>> Begin Records shown
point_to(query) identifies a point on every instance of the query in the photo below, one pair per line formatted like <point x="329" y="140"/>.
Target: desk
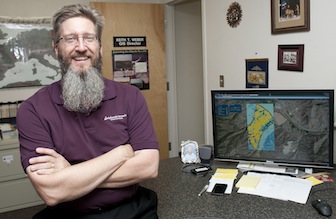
<point x="177" y="194"/>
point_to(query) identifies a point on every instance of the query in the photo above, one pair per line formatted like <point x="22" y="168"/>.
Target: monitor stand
<point x="268" y="168"/>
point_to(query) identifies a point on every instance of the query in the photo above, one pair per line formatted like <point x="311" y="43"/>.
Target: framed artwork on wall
<point x="290" y="16"/>
<point x="290" y="57"/>
<point x="256" y="73"/>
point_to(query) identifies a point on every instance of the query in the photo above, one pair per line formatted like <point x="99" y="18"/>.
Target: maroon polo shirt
<point x="122" y="118"/>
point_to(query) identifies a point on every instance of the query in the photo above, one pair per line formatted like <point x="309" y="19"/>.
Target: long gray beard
<point x="82" y="92"/>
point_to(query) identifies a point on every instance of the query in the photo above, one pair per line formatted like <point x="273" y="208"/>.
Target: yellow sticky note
<point x="248" y="182"/>
<point x="224" y="176"/>
<point x="314" y="180"/>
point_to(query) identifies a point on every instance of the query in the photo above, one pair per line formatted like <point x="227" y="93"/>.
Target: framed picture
<point x="256" y="73"/>
<point x="190" y="152"/>
<point x="290" y="57"/>
<point x="290" y="16"/>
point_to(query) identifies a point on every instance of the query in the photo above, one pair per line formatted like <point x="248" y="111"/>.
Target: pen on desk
<point x="203" y="190"/>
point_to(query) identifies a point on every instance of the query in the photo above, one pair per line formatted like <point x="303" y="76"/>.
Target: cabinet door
<point x="131" y="19"/>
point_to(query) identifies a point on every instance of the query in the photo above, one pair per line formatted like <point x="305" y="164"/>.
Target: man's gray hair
<point x="77" y="10"/>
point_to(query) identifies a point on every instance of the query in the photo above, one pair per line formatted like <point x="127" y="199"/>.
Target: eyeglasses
<point x="72" y="39"/>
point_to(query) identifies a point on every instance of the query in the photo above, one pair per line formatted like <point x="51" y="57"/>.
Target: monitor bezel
<point x="329" y="165"/>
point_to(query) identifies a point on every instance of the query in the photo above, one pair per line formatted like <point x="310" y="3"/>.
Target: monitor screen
<point x="289" y="127"/>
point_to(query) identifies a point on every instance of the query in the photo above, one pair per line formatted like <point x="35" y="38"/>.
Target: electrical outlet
<point x="221" y="80"/>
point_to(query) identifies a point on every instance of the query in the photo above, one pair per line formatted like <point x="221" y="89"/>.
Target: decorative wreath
<point x="234" y="14"/>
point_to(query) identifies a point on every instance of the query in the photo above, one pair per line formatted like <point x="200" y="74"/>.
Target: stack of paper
<point x="225" y="176"/>
<point x="248" y="182"/>
<point x="280" y="187"/>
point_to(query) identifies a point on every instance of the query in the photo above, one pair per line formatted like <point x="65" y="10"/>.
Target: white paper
<point x="229" y="183"/>
<point x="281" y="187"/>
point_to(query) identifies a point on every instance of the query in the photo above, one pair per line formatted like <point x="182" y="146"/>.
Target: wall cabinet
<point x="15" y="188"/>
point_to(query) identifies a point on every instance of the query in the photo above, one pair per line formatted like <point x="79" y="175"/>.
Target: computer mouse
<point x="322" y="207"/>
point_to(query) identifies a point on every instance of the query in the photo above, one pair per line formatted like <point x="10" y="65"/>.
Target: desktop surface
<point x="178" y="197"/>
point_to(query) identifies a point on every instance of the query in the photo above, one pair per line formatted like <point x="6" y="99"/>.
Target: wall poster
<point x="26" y="54"/>
<point x="131" y="67"/>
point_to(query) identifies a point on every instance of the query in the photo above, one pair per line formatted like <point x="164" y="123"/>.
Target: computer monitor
<point x="280" y="127"/>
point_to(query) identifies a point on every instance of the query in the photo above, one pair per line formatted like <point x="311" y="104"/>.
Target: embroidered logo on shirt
<point x="116" y="117"/>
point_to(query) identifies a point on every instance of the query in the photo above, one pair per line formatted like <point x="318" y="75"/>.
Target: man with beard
<point x="87" y="142"/>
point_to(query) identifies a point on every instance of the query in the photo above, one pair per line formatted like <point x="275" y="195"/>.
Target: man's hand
<point x="50" y="162"/>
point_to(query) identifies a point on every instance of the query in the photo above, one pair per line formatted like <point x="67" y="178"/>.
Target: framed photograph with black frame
<point x="290" y="57"/>
<point x="257" y="73"/>
<point x="289" y="16"/>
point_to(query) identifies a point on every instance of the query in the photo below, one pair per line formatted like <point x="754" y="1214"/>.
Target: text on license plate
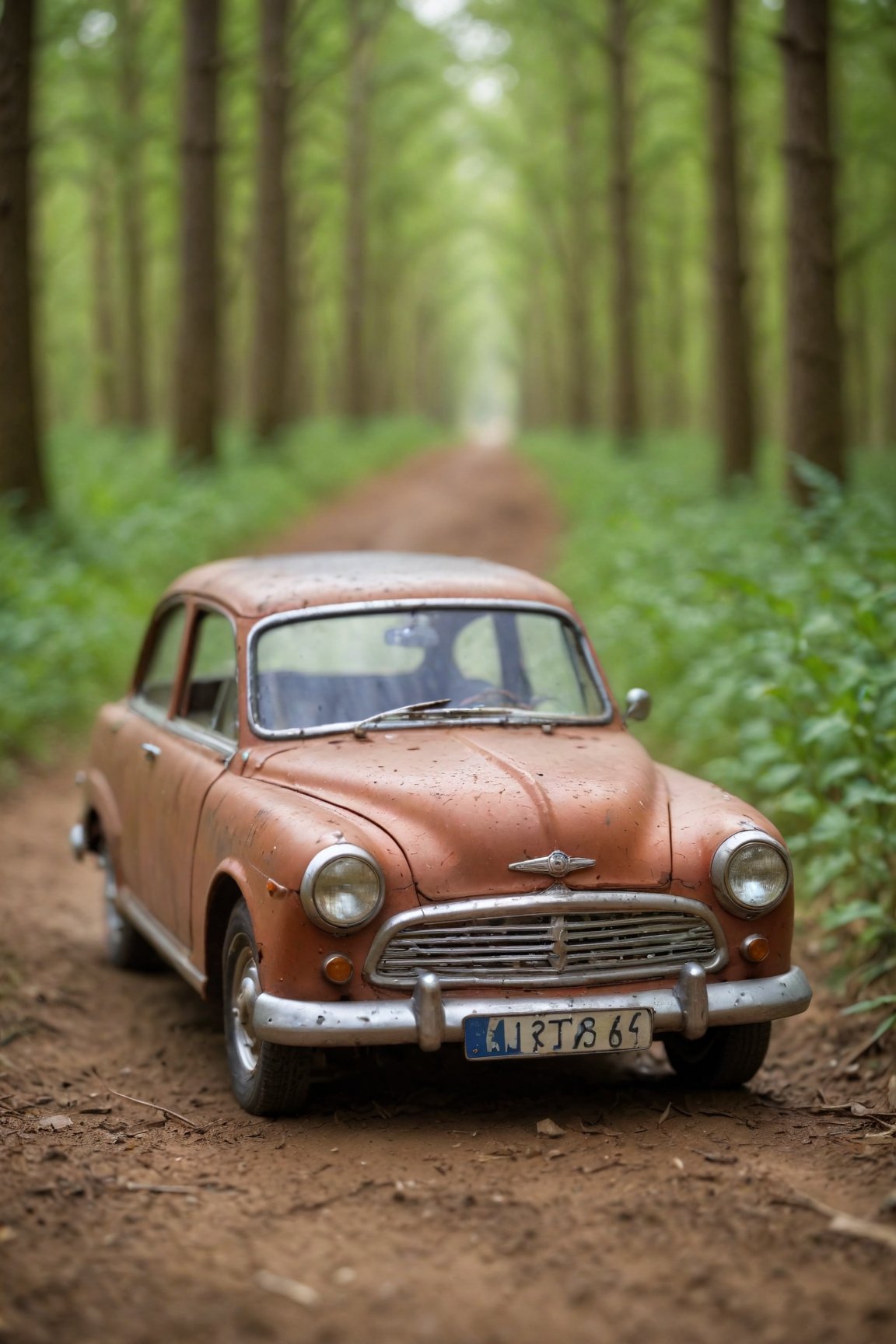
<point x="594" y="1031"/>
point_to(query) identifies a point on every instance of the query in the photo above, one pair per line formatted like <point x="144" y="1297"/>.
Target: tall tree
<point x="362" y="26"/>
<point x="131" y="15"/>
<point x="271" y="339"/>
<point x="625" y="382"/>
<point x="733" y="354"/>
<point x="103" y="323"/>
<point x="576" y="256"/>
<point x="814" y="417"/>
<point x="198" y="355"/>
<point x="20" y="460"/>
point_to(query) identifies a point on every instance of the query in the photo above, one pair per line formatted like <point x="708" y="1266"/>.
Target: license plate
<point x="530" y="1035"/>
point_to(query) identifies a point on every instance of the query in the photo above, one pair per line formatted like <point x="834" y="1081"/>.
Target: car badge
<point x="556" y="863"/>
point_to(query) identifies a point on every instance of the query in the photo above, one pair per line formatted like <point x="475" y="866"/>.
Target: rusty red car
<point x="379" y="799"/>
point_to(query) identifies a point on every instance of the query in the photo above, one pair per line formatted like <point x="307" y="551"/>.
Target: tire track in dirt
<point x="414" y="1200"/>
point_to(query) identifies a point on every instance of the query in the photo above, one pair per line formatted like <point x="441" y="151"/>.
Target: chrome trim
<point x="216" y="742"/>
<point x="393" y="1022"/>
<point x="308" y="613"/>
<point x="555" y="899"/>
<point x="639" y="705"/>
<point x="694" y="1000"/>
<point x="321" y="859"/>
<point x="719" y="871"/>
<point x="170" y="949"/>
<point x="429" y="1013"/>
<point x="555" y="863"/>
<point x="79" y="840"/>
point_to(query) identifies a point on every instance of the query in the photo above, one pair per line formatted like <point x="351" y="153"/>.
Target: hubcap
<point x="245" y="988"/>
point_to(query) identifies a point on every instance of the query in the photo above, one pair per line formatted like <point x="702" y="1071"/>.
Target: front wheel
<point x="726" y="1057"/>
<point x="268" y="1080"/>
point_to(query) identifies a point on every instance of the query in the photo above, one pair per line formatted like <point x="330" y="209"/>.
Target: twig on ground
<point x="153" y="1105"/>
<point x="845" y="1223"/>
<point x="159" y="1190"/>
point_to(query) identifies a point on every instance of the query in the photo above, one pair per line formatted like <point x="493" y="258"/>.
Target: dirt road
<point x="415" y="1200"/>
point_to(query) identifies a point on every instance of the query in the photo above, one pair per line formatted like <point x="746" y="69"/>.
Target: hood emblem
<point x="556" y="864"/>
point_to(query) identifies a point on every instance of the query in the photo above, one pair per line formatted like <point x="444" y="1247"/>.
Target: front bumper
<point x="432" y="1017"/>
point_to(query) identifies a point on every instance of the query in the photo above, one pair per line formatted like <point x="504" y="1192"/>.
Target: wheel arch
<point x="225" y="894"/>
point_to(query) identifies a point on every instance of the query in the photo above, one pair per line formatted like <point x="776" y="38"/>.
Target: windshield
<point x="312" y="672"/>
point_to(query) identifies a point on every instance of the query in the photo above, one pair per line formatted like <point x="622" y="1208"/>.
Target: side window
<point x="162" y="667"/>
<point x="212" y="687"/>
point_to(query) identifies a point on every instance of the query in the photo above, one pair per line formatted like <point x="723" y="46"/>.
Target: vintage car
<point x="369" y="799"/>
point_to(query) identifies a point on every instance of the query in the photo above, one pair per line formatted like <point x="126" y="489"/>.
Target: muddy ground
<point x="415" y="1199"/>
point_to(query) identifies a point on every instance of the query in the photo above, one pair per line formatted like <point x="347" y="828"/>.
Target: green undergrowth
<point x="75" y="590"/>
<point x="768" y="637"/>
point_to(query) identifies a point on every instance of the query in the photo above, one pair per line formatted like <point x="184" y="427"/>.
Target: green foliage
<point x="74" y="597"/>
<point x="768" y="637"/>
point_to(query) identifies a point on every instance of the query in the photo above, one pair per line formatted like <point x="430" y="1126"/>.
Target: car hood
<point x="465" y="803"/>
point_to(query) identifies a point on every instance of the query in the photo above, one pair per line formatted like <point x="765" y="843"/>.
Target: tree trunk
<point x="625" y="400"/>
<point x="674" y="401"/>
<point x="814" y="417"/>
<point x="578" y="267"/>
<point x="360" y="53"/>
<point x="733" y="385"/>
<point x="271" y="227"/>
<point x="103" y="324"/>
<point x="131" y="14"/>
<point x="197" y="374"/>
<point x="20" y="460"/>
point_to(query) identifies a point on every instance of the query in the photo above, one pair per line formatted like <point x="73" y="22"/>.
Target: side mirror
<point x="637" y="705"/>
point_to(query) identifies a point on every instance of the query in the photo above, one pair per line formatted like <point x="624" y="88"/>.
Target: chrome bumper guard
<point x="430" y="1017"/>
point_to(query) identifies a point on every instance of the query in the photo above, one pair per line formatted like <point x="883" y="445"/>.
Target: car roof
<point x="266" y="583"/>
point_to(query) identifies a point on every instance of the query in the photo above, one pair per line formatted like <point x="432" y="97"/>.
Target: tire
<point x="268" y="1080"/>
<point x="726" y="1057"/>
<point x="125" y="948"/>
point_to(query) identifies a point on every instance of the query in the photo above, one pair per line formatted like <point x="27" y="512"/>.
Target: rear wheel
<point x="268" y="1080"/>
<point x="125" y="948"/>
<point x="726" y="1057"/>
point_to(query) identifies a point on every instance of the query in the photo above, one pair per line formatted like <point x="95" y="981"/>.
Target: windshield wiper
<point x="402" y="711"/>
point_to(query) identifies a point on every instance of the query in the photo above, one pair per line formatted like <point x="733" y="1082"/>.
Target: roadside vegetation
<point x="766" y="636"/>
<point x="75" y="590"/>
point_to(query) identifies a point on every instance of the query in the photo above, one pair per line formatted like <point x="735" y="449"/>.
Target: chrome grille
<point x="558" y="947"/>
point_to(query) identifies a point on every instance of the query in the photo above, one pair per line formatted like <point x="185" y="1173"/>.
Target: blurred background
<point x="253" y="252"/>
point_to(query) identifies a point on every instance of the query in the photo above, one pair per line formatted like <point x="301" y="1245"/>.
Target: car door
<point x="138" y="733"/>
<point x="184" y="756"/>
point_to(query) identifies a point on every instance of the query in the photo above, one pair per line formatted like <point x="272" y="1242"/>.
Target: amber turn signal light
<point x="338" y="968"/>
<point x="755" y="948"/>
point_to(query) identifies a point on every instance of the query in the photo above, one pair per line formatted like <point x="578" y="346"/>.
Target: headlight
<point x="343" y="887"/>
<point x="751" y="873"/>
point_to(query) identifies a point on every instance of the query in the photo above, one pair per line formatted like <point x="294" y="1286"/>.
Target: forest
<point x="254" y="249"/>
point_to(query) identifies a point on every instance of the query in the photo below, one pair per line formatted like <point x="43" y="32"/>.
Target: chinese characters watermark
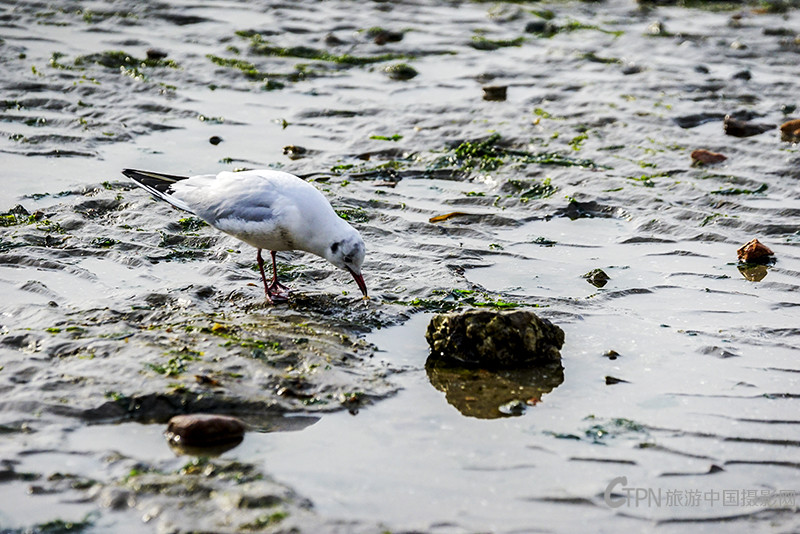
>> End Records shown
* _Instructions to follow_
Select each line above that contains the string "wheel" and copy those lines.

* _Exercise output_
Target: front wheel
Target: wheel arch
Target: rear wheel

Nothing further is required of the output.